PROBLEM DESCRIPTION:
Would you quote every entry exactly, dropping only the pictures?

LISTED RECORDS:
######
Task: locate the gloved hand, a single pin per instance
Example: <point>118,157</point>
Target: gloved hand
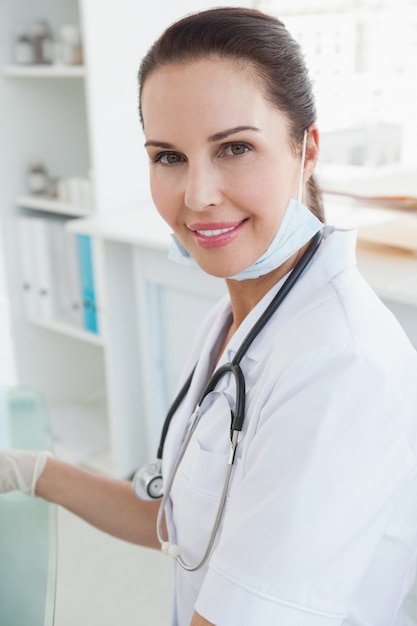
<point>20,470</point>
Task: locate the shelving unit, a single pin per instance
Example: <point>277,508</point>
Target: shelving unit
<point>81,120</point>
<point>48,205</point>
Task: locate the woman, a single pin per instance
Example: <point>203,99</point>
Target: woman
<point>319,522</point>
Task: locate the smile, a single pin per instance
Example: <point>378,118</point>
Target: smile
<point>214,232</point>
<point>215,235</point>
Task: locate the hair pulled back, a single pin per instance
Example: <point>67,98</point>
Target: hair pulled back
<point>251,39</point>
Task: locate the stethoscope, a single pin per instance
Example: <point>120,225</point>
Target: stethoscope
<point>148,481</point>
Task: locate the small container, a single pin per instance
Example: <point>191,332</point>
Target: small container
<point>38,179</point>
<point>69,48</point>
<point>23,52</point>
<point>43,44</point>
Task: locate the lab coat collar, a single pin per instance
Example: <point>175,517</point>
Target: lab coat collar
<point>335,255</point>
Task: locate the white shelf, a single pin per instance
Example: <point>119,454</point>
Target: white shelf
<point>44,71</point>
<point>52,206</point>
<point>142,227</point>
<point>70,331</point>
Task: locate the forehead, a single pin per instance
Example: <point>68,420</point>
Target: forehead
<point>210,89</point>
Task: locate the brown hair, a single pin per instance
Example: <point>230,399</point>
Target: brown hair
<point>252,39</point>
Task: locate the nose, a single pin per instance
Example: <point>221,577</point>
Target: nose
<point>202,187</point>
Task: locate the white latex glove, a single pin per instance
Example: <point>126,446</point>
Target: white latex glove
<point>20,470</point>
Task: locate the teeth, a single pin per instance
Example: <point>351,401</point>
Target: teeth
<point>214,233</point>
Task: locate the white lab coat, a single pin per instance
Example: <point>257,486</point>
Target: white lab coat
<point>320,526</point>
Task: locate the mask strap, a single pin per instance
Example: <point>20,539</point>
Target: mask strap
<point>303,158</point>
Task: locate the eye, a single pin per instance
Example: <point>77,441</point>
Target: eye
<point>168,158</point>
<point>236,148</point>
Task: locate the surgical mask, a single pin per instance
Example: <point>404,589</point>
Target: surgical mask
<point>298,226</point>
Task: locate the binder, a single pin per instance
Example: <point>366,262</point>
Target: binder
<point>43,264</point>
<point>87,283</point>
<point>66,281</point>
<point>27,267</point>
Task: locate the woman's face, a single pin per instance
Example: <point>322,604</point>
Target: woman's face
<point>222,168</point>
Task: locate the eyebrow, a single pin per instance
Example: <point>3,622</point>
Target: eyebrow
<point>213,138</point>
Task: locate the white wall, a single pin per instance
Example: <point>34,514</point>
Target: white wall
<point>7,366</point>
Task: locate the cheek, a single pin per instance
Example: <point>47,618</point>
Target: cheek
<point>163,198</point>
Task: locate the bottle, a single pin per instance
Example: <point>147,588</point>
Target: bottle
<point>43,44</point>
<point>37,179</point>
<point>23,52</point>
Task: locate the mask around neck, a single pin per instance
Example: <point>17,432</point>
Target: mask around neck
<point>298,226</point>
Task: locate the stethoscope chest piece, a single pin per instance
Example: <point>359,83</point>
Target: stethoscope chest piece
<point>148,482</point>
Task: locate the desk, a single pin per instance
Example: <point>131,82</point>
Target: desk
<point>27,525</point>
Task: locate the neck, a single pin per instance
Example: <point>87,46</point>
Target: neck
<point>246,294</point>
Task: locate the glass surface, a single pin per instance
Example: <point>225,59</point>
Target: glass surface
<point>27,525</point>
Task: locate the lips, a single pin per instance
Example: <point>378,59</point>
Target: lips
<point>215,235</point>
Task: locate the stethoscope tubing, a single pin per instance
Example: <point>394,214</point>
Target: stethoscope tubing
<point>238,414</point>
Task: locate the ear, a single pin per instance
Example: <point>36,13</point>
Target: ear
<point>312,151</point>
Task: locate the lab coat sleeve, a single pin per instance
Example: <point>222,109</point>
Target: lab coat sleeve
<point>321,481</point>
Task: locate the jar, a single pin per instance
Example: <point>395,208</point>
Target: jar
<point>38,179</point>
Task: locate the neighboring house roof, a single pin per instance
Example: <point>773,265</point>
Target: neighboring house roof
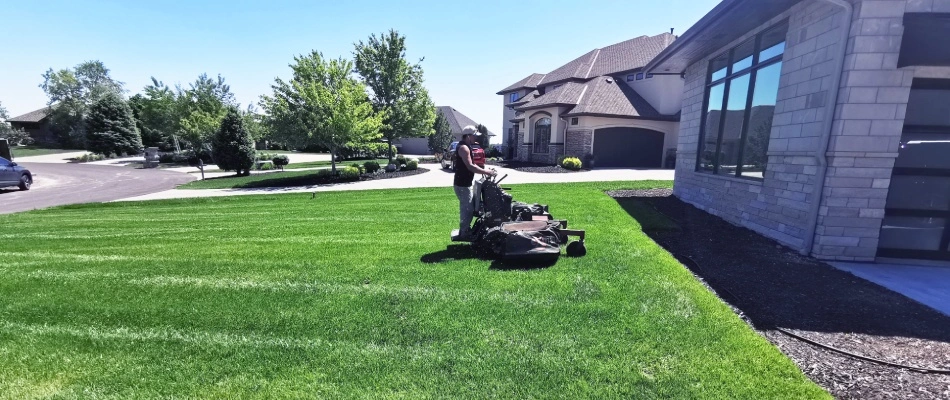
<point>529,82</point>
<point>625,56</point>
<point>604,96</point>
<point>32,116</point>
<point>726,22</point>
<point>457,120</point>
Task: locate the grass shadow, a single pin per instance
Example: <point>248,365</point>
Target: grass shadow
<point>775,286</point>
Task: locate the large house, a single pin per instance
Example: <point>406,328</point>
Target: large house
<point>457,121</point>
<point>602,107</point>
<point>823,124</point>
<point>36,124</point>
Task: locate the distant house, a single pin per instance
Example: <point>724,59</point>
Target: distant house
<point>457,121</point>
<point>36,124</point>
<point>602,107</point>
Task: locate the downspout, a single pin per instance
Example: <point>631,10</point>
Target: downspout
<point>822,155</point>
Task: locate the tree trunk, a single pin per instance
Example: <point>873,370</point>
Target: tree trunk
######
WRITTEN SOLUTION:
Task: locate the gloved hand, a single pin per instance
Example: <point>118,157</point>
Target: gloved hand
<point>20,470</point>
Task: locate the shelving unit, a single pin per instance
Example: <point>277,508</point>
Target: shelving unit
<point>81,120</point>
<point>48,205</point>
Task: locate the woman, a single pin per instance
Example: <point>203,99</point>
Target: woman
<point>319,522</point>
Task: locate the smile, a single pin per instance
Example: <point>378,118</point>
Target: smile
<point>214,232</point>
<point>215,235</point>
Task: locate the hair pulled back, a single pin per instance
Example: <point>67,98</point>
Target: hair pulled back
<point>251,39</point>
Task: locate the stethoscope, a single pin per instance
Example: <point>120,225</point>
Target: stethoscope
<point>148,481</point>
Task: locate the small container, a single pin per instance
Example: <point>191,332</point>
Target: small container
<point>38,179</point>
<point>69,48</point>
<point>23,52</point>
<point>43,44</point>
Task: locate the lab coat collar, a single pin per instance
Example: <point>175,517</point>
Target: lab coat collar
<point>335,255</point>
Task: locate the white shelf, a single pin per instance
Example: <point>119,454</point>
Target: white shelf
<point>44,71</point>
<point>52,206</point>
<point>142,227</point>
<point>70,331</point>
Task: locate the forehead, a single pin per instance
Example: <point>68,420</point>
Target: forehead
<point>210,89</point>
Task: locate the brown hair, a single pin per instance
Example: <point>230,399</point>
Target: brown hair
<point>252,39</point>
Task: locate the nose, a single pin per instance
Example: <point>221,577</point>
Target: nose
<point>202,187</point>
Task: locate the white latex glove, a single pin per instance
Example: <point>126,446</point>
Target: white latex glove
<point>20,470</point>
Task: locate the teeth, a single pin per instance
Example: <point>351,401</point>
Target: teeth
<point>214,233</point>
Task: locate the white lab coat, a single pin per instance
Example: <point>257,486</point>
Target: white lab coat
<point>320,526</point>
Task: locate the mask strap, a single pin per instance
Example: <point>20,539</point>
Target: mask strap
<point>303,158</point>
Task: locate the eye, a single pin per instance
Example: <point>77,441</point>
Target: eye
<point>168,158</point>
<point>236,148</point>
Task: locate the surgical mask, a single pin per instance
Example: <point>404,589</point>
Target: surgical mask
<point>298,226</point>
Task: locate the binder, a single pin per instance
Example: <point>366,262</point>
Target: binder
<point>43,264</point>
<point>87,283</point>
<point>66,281</point>
<point>27,267</point>
Task: locate the woman's face, a single pin per instance
Example: <point>322,604</point>
Target: woman's face
<point>222,168</point>
Task: locate the eyebrow, a single pin per instance
Example: <point>3,622</point>
Target: eyebrow
<point>213,138</point>
Task: locate the white wall, a single pin per instance
Example: <point>34,514</point>
Target: white wall
<point>7,366</point>
Task: locate the cheek, a single pin per instance
Example: <point>47,618</point>
Target: cheek
<point>163,198</point>
Task: locate the bottle, a single pin per instance
Example: <point>147,588</point>
Target: bottle
<point>43,44</point>
<point>37,179</point>
<point>23,52</point>
Task: locate the mask around neck, a single pin per instance
Example: <point>17,432</point>
Target: mask around neck
<point>298,226</point>
Task: locate the stethoscope chest piece, a single pin per instance
Example: <point>359,83</point>
Target: stethoscope chest piece
<point>148,482</point>
Task: locate the desk, a single pin per instance
Example: <point>131,82</point>
Target: desk
<point>27,525</point>
Task: locate the neck, a single pin per instance
Example: <point>87,46</point>
Target: neck
<point>246,294</point>
Task: locate the glass surface, a single pin per instance
Example: <point>225,59</point>
Target: glass surface
<point>27,525</point>
Task: locate the lips, a single pin per instance
Example: <point>378,59</point>
Target: lips
<point>215,235</point>
Task: locate the stethoscope tubing, a single pin per instance
Example: <point>394,214</point>
Target: stethoscope tubing
<point>238,414</point>
Task: locate the ear, a single pin per instance
Example: <point>36,13</point>
Target: ear
<point>312,151</point>
Task: locate the lab coat sleeve, a single pin per instance
Example: <point>222,109</point>
Target: lab coat sleeve
<point>321,481</point>
Task: locate the jar, a single pin per instance
Example: <point>395,208</point>
Target: jar
<point>38,179</point>
Task: locate the neighboring house roof, a single pin per instance
Example: <point>773,265</point>
Target: neighboring house roof
<point>529,82</point>
<point>625,56</point>
<point>604,96</point>
<point>32,116</point>
<point>726,22</point>
<point>457,120</point>
Task: locate the grass shadow, a single pin per instance
Example: <point>248,365</point>
Target: grass shadow
<point>775,286</point>
Task: locate the large house, a single pin per instance
Example: <point>406,328</point>
Target: large house
<point>457,121</point>
<point>602,107</point>
<point>823,124</point>
<point>36,124</point>
Task: locate the distant house, a single pin per instance
Example: <point>724,59</point>
Target: distant house
<point>457,121</point>
<point>36,124</point>
<point>602,107</point>
Task: locate the downspout, a single pin per instance
Example: <point>631,10</point>
Target: downspout
<point>822,155</point>
Task: locate the tree trunk, a single pin per instance
Example: <point>873,370</point>
Target: tree trunk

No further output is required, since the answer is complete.